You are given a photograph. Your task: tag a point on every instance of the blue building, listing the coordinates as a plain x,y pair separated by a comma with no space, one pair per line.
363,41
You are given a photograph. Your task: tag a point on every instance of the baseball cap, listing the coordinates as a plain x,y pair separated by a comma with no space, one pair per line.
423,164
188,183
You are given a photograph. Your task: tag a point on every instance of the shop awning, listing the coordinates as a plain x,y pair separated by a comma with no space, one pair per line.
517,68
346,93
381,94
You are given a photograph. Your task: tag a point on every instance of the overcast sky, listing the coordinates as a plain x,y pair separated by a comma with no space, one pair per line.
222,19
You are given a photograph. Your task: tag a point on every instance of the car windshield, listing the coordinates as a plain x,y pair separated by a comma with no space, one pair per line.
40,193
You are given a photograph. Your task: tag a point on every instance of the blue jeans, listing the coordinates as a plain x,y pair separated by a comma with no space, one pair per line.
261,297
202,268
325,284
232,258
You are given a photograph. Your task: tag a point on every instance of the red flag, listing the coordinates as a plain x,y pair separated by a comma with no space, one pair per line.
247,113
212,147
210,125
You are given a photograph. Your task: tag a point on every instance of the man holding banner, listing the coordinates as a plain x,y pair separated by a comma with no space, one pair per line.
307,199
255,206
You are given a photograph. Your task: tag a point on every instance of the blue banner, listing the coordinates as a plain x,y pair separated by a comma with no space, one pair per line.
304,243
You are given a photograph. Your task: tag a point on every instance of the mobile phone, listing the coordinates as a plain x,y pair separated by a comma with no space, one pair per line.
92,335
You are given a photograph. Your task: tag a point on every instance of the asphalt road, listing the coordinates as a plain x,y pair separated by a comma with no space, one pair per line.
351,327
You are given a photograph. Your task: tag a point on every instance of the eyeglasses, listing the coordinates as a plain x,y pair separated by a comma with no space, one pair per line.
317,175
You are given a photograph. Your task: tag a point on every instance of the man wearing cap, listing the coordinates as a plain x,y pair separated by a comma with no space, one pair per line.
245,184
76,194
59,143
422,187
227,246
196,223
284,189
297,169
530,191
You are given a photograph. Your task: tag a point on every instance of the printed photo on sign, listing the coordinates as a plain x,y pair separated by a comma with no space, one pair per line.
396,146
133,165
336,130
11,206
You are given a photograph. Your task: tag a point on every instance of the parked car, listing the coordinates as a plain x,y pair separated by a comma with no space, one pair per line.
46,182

- Task brief -
Each record above should be returned exactly as it appears.

- Solution to this task -
You are given a photograph. Your task: tag a point on every instance of the blue building, listing the coordinates as a plain x,y pair separated by a comma with no space, one pair per line.
363,41
You are given a photograph. Your task: tag a point on every instance of the baseball cap, listing the coordinates as a plain x,y pair separated by a comma with no space, one pair per line.
423,164
188,183
You are given a photograph. Your task: tag a point on every instance of the shop awning, listing the coordinates as a plain x,y pair separated by a comma with no space, one pair per line.
517,68
346,93
381,94
You are given a photograph. Your task: tag a point on every instance of the overcast sky, listing the coordinates as a plain x,y pair separated by a comma with no space, one pair per line.
222,19
You are given a photograph. Your task: tag a point on every instance of the car windshield, listing the coordinates as a plain x,y pair separated by a comma with no space, one pair per line.
40,193
You are given a photograph. Your task: tag a point on every instance of the blue jeans, listing the coordinates as a plain x,y pair separated by a comma with no space, one pair per line.
261,297
202,268
325,284
232,258
You are given a photograph. Your task: tag a point on every instance of the red flag, listing the coordinates as a plain x,y pair separated by a comma with no space, one pair per line.
247,113
212,147
210,125
You are given a photograph. Your task: tag a point on every instance of the man holding banner, listing the coordinates as a plain x,y pair separated by a comma with no space, one pair per line.
307,199
255,206
You are given a photograph. Your task: tag a point on every instance of the blue banner, listing the coordinates as a plain x,y pair separated by a comma with no space, one pair per line.
304,243
You are given a photograph. Your task: tag a point on every instance of the mobile phone, listing the coordinates as a plain x,y pair separated by a comma with no space, one pair per line.
92,335
You are given a photograph. Your task: tag a point on every instance of the asphalt road, listing the coordinates as a plain x,y pair separated by a comma with no space, one pair per line.
351,327
You are given a photograph. Your task: tag a point on every instance of the eyeglasses, listing the coordinates as a plain x,y pair separated by a comma with no space, one pair per line.
317,175
You are given a photograph. Your task: tag a point on every instance of the man wearing cap, listing the coordinates as a plain x,y pair separated by a comma with no space, one pair per line.
245,184
76,194
59,143
422,187
227,246
196,223
284,189
297,169
530,191
You are given a photograph. Your task: tag a point on every instance of the printed photo on sign, listing the coordinates as a plain x,y pair separated by a comma with no space, one pair per line.
396,146
133,165
336,130
11,206
You are given a photograph. Your task: tag a point on every instance of the parked car, listing the coordinates as a plain x,y pair separated by a comma with no space, one pair per line.
46,182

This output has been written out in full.